Entries provided
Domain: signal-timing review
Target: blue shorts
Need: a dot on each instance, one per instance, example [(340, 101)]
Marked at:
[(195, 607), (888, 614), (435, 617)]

Goal
Copy out all of the material above verbatim, line by line, with no alteration.

Result for this task
Domain: signal-timing review
Target: blue shorts
Need: a dot on each instance, one per instance, example [(340, 101)]
Marked at:
[(195, 607), (888, 614), (435, 617)]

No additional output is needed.